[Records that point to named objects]
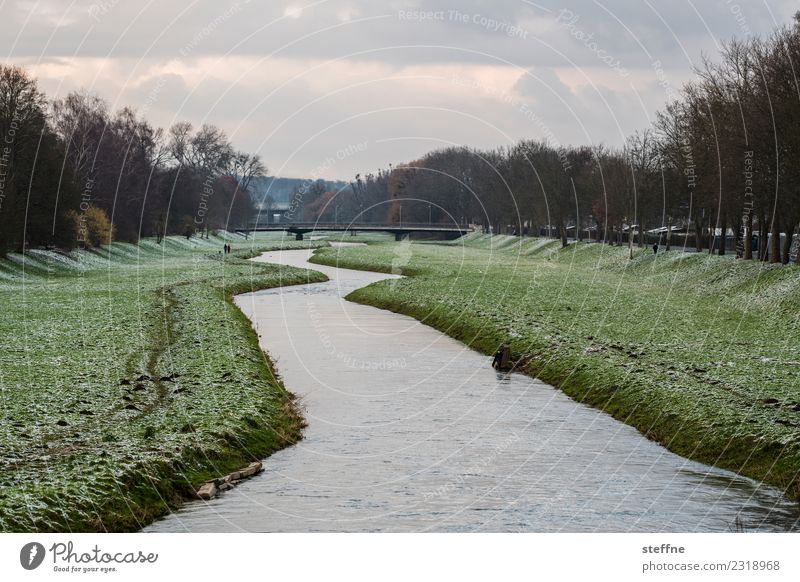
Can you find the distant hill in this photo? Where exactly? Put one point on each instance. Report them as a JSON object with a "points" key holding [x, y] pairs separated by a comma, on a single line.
{"points": [[281, 189]]}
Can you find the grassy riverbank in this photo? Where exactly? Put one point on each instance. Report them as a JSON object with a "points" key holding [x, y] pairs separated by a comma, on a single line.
{"points": [[697, 352], [127, 377]]}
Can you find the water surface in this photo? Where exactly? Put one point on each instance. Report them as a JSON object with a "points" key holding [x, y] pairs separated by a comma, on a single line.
{"points": [[409, 430]]}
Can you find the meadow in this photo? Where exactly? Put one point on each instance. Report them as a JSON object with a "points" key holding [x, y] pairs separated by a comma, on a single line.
{"points": [[698, 352], [128, 377]]}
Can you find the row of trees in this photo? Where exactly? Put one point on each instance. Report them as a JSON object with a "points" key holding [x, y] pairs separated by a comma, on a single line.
{"points": [[65, 163], [720, 168]]}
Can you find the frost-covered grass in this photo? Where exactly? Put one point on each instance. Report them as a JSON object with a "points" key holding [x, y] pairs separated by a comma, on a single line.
{"points": [[127, 377], [698, 352]]}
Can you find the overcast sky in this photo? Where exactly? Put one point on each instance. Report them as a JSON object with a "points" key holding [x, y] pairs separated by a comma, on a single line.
{"points": [[334, 87]]}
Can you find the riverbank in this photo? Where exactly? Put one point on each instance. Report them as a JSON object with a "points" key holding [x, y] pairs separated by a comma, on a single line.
{"points": [[129, 378], [697, 352]]}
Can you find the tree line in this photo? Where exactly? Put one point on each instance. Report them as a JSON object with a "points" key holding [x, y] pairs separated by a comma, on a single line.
{"points": [[719, 170], [74, 173]]}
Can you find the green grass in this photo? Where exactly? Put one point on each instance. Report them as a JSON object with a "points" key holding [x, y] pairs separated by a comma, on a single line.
{"points": [[127, 377], [699, 353]]}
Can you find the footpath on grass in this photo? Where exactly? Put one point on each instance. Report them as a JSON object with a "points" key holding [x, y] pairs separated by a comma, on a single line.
{"points": [[128, 378], [698, 352]]}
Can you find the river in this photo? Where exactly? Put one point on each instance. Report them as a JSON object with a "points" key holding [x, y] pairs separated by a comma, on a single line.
{"points": [[410, 430]]}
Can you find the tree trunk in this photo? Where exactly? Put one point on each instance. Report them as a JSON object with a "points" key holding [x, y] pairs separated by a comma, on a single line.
{"points": [[669, 233], [787, 244], [748, 236], [630, 241], [698, 234], [775, 242]]}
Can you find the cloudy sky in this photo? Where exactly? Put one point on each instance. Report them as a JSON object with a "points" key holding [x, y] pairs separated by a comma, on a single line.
{"points": [[334, 87]]}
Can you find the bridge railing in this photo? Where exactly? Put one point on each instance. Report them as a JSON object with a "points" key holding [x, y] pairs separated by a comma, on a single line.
{"points": [[340, 225]]}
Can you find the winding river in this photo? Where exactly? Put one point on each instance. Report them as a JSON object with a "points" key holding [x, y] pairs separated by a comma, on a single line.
{"points": [[410, 430]]}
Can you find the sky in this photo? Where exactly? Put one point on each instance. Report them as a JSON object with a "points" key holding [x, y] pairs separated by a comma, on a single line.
{"points": [[330, 88]]}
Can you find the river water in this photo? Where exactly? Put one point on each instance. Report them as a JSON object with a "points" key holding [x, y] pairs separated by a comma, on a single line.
{"points": [[410, 430]]}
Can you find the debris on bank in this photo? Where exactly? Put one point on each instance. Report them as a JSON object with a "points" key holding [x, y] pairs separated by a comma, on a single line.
{"points": [[210, 489]]}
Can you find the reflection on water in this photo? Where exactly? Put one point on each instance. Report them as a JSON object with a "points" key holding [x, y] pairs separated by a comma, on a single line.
{"points": [[410, 430]]}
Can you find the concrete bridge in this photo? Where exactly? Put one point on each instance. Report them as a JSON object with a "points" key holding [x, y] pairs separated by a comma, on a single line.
{"points": [[400, 231]]}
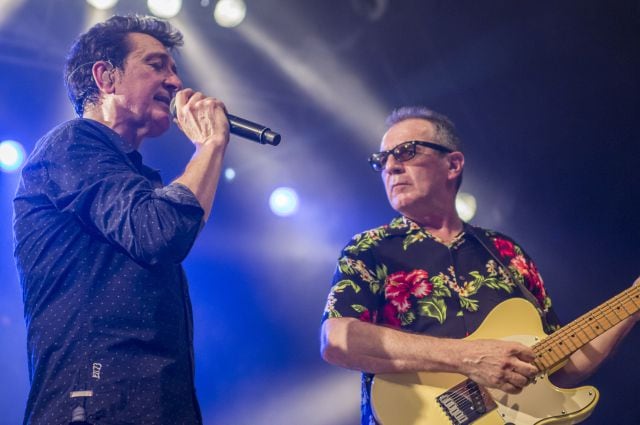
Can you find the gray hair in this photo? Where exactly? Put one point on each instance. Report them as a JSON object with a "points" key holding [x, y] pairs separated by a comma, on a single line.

_Exercise:_
Copy every line of the records above word for word, leaving out the pictures.

_Reply:_
Can you find the distant hill in this photo? Where exactly? Put one point on each instance. Report them as a JSON object with a "points" key holding [x, y] pairs separated by a comma, on a single line.
{"points": [[281, 189]]}
Can you find the grassy riverbank in this photo? Where exactly? Put one point on each instance. Report them as a JSON object with a "points" key holding [x, y] pairs separated by a comma, on a single line.
{"points": [[697, 352], [127, 377]]}
Can you find the water surface in this photo? Where exactly? Put one point on each instance. Report them as a JSON object with a "points" key holding [x, y] pairs separated by a comma, on a single line.
{"points": [[409, 430]]}
Can you find the meadow in this photo? Where exactly? Put one point on each instance. Report them as a JSON object with a "points" key holding [x, y] pairs separated by a comma, on a single line.
{"points": [[698, 352], [128, 377]]}
Can you find the row of trees in this photo? Where exactly? Put one point on each instance. Report them as a JSON object with a "points" key holding [x, y] pairs separated by a comma, on a single line.
{"points": [[65, 163], [720, 168]]}
Can you find the frost-covered grass in this photo? Where exactly? Put one point on each instance. Report them as a JSON object with a "points" key holding [x, y] pairs separated by a comma, on a single line.
{"points": [[127, 377], [698, 352]]}
Can you find the overcast sky in this photo? Where exactly? Put one point on each instance. Report them as a JSON object with a "points" key holding [x, y] pairs separated by a comma, on a single line.
{"points": [[334, 87]]}
Can you find the riverbank in this photo? Where exactly? Put one point on each instance. Report them as a JSON object with a "points" key holding [x, y] pairs separated by a comma, on a single line.
{"points": [[129, 378], [697, 352]]}
Can you find the tree line in this photo? Where exactly? Put one point on each instance. Report them as a JSON object with a "points" key holding [x, y] pairs separated by a comma, on a single line.
{"points": [[719, 170], [74, 173]]}
Can you find the green grass in this photo? Where exactly? Put one point on each instance. Report them as a JSON object with a "points" key holding [x, y] pairs separated by a comma, on a single line.
{"points": [[127, 377], [699, 353]]}
Can you find the footpath on grass in this photo? Where exactly? Put one point on each instance. Report them as a JSON object with a "points" key holding [x, y] pairs separated by a comma, on a single line.
{"points": [[128, 378], [698, 352]]}
Can you find the river in this photo? Where exactly? Put one point on each instance. Report them as a JSON object with a "points" key holding [x, y] pairs separated by a comma, on a single line.
{"points": [[410, 430]]}
Can you find the tree trunk in this photo? Where exactly? Put one point on each instance. Report them as a JSON object with a "points" key holding [x, y] pairs separated by a comma, on a single line.
{"points": [[669, 233], [787, 244], [748, 236], [630, 241], [698, 234], [775, 242]]}
Can you find the cloudy sky in this photo? Where exactly? Put one point on each instance. Report them as a JSON object with a "points" key holding [x, y] pairs separated by a comma, on a single line.
{"points": [[334, 87]]}
Can you find the bridge railing in this photo? Where exactly? Put one point on each instance. Report them as a JSON object with a "points" key holding [x, y] pairs separated by a comma, on a single line.
{"points": [[340, 225]]}
Can you find the winding river in this photo? Where exactly? Put one point on each instance. Report them as a JSON object with a "points" key holding [x, y] pairs separated by a comma, on a single line.
{"points": [[410, 430]]}
Can you find the sky in this photo? Where exactly? Put one point on each instance. Report them as a JSON object with a "points" key holding [x, y] pairs separated by a comma, on a single line.
{"points": [[330, 88]]}
Can you find the river water in this photo? Where exactly? Put one point on each instance. Report them as a JSON object with a "points" key holding [x, y] pairs separated by a comma, on a single line.
{"points": [[410, 430]]}
Can you find the debris on bank in this photo? Where exactly? Put one point on each instance. Report them as a JSON object with a "points" key holding [x, y] pairs separated by a comma, on a single line.
{"points": [[210, 489]]}
Can you find the reflection on water in this photo? Where exactly? Put one point on each instance. Report them as a JSON object with a "points" key holding [x, y] pairs separated by a comma, on a single line.
{"points": [[410, 430]]}
Can you find the concrete bridge in this photo? Where exactly? Put one point on each instance. Report them as a JSON object with a "points" key holding [x, y] pairs separated by a comma, on a single line.
{"points": [[400, 231]]}
Can you find the gray hair in this photo? Where exactly? Put one point on each instance. Report them as a JSON object with a "points" key holding [x, y] pairs separated by a comma, on a single line.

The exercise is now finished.